- **Input data**:
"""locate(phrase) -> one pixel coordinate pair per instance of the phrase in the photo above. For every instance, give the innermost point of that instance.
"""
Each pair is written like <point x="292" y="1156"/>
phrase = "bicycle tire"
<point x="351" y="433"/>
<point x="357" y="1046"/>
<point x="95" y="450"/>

- **What to do**:
An exact copy of all the records above is needed.

- **Written reply**:
"""locate(phrase) -> one pixel coordinate pair per instance of the phrase in the photo above. For every instance, give the innermost point of that instance.
"""
Each pair is written like <point x="292" y="1156"/>
phrase = "bicycle tire"
<point x="351" y="433"/>
<point x="357" y="1046"/>
<point x="95" y="450"/>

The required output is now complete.